* _GIVEN TEXT_:
»»

Abstract
Biosynthetic gene clusters (BGCs) are genomic loci encoding the biosynthetic pathway for producing specialised metabolites
with a broad spectrum of bioactivities. Many methods have been developed for genome mining of BGCs, such as GECCO.
However, in many cases the cognate metabolite remains unknown, and experimental characterisation remains difficult.
CHAMOIS is a machine learning-based tool for predicting chemical properties of secondary metabolites from protein domains annotated in the input BGCs.
CHAMOIS infers 539 chemical properties from the ChemOnt ontology using logistic regression. It accurately predicts 111 such properties (AUPRC > 0.5)
in cross-validation against known instances. Although CHAMOIS is not explicitly trained on biosynthetic knowledge, many of the inferred
links between protein domains and metabolite properties are consistent with scientific literature, others suggest new biochemical functions of
uncharacterized biosynthetic domains. Finally, CHAMOIS can pinpoint which BGC within a given genome produces a pre-specified metabolite
(correct BGC in 72% of cases ranked among the top 5), which holds great potential for prioritising experimental BGC characterisation and discovery
of novel biosynthetic enzymes.

««

* _TASK STATEMENT_: Can you carry on the abstract about CHAMOIS, the tool that predicts metabolite chemical properties from biosynthetic gene clusters, from the point where it stops? The material that comes next is separate from the abstract on CHAMOIS above.

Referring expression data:
»»

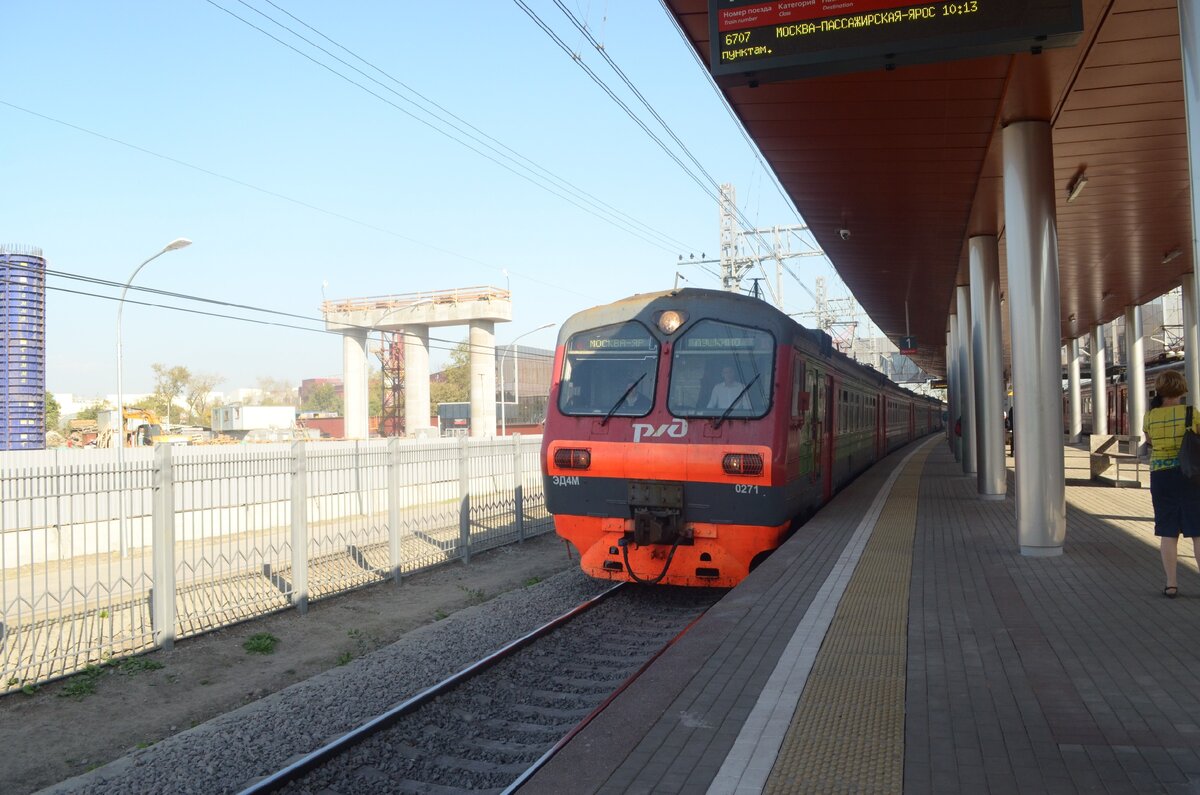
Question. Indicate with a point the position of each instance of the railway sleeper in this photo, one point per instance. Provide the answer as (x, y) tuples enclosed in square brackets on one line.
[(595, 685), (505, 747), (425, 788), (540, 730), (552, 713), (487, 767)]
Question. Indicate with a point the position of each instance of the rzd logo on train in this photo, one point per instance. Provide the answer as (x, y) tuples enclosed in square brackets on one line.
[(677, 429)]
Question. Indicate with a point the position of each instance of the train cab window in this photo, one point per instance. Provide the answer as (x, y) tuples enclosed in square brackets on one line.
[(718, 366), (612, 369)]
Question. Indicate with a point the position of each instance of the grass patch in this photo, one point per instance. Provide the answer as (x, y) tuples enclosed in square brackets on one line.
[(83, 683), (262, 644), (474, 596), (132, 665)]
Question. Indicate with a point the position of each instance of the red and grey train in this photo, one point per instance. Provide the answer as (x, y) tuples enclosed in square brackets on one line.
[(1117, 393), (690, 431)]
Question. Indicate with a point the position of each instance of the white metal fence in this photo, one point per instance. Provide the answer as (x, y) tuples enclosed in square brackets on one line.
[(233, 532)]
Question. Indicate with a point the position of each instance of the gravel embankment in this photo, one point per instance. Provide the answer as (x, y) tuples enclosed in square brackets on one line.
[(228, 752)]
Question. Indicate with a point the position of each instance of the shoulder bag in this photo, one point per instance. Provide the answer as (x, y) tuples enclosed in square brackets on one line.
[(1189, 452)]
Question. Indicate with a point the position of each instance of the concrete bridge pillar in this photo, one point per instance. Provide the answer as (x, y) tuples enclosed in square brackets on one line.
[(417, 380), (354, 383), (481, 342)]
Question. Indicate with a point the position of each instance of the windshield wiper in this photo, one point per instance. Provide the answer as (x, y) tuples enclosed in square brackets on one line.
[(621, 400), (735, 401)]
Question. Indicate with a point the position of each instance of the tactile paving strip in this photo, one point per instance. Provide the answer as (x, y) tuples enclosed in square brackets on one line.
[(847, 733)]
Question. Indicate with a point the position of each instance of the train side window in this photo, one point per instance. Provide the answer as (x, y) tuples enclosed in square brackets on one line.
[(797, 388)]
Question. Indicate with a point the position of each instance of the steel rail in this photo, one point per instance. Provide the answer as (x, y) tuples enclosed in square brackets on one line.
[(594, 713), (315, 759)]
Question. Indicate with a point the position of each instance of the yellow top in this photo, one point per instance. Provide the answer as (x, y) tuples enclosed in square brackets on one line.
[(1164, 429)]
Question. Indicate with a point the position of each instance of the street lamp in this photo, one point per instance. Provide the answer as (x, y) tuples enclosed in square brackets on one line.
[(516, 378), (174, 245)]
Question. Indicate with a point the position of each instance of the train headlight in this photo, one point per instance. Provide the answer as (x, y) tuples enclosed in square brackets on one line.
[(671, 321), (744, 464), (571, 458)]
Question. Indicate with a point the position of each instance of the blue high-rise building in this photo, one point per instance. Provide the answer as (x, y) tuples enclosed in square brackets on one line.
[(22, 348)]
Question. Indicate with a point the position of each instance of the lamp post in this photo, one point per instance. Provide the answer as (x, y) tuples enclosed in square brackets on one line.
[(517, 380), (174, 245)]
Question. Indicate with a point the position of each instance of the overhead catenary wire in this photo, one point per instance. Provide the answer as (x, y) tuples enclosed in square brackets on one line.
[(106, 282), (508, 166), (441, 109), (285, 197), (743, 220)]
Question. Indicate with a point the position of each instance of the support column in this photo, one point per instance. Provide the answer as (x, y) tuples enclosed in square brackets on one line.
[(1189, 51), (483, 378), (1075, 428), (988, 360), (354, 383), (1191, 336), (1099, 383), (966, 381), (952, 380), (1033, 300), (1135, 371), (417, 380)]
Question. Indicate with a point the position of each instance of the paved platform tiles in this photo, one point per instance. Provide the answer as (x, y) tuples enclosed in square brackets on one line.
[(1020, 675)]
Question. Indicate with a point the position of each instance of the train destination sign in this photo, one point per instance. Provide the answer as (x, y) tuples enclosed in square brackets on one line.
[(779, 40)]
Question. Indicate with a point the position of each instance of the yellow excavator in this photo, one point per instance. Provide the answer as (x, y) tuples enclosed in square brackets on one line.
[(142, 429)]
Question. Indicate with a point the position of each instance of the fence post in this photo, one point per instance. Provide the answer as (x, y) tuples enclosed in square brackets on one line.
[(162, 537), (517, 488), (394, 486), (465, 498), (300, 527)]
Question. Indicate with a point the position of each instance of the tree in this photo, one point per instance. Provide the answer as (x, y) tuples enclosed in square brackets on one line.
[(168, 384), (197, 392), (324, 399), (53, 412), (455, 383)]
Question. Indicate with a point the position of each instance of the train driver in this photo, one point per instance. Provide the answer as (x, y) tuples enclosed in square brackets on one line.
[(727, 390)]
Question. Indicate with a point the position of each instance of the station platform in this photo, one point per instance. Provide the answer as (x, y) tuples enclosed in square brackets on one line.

««
»»

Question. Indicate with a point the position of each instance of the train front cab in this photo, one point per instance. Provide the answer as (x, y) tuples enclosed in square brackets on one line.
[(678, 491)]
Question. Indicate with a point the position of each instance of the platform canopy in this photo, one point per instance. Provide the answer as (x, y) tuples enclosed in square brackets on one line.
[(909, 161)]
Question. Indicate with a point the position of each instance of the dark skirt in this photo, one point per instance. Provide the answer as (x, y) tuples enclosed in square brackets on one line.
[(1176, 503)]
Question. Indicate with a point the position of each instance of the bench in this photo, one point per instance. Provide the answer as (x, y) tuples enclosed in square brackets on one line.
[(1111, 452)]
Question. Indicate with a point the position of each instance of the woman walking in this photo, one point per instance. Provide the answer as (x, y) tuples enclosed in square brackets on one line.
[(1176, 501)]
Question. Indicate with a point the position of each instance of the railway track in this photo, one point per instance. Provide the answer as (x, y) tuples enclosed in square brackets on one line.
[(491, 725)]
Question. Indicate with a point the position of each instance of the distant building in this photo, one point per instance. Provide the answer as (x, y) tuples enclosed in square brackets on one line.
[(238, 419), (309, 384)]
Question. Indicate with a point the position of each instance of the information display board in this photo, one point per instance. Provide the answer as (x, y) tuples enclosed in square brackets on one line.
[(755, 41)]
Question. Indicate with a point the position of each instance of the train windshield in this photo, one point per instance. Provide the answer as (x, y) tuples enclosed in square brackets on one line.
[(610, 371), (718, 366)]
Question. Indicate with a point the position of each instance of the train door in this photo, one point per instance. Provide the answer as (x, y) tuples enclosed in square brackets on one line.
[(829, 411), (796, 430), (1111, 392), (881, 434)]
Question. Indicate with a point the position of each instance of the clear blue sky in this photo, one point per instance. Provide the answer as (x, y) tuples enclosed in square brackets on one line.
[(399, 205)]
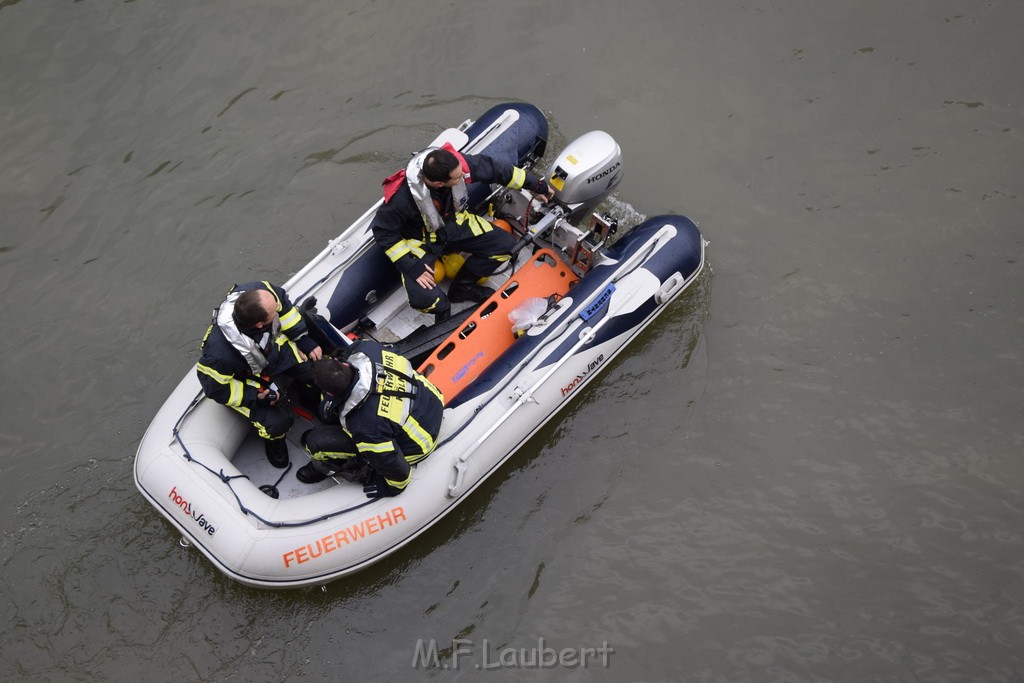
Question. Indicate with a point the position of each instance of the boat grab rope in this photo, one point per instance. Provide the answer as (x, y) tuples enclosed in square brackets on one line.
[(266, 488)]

««

* _EXPECTED ANSWER_:
The CHAMOIS software is implemented in Python,
supports all versions from Python 3.7 and is provided under
the GNU General Public License v3.0 or later.

Graphical depiction of the chemical hierarchy inference approach implemented in CHAMOIS. Briefly, CHAMOIS
identifies open reading frames (ORFs) in a given BGC sequence (Step 1). Then, protein domains
are annotated in the resulting ORFs using profile hidden Markov models (pHMMs; Step 2). The resulting domain
vector for the whole BGC serves as a feature for a logistic regression classifier for each class of the
ChemOnt ontology (Step 3). Predicted classes allow filtering for BGCs with particularly relevant chemical classes (Step 4).
Finally, the fingerprint of class predictions can be used to find BGCs most similar to a particular compound (Step 5).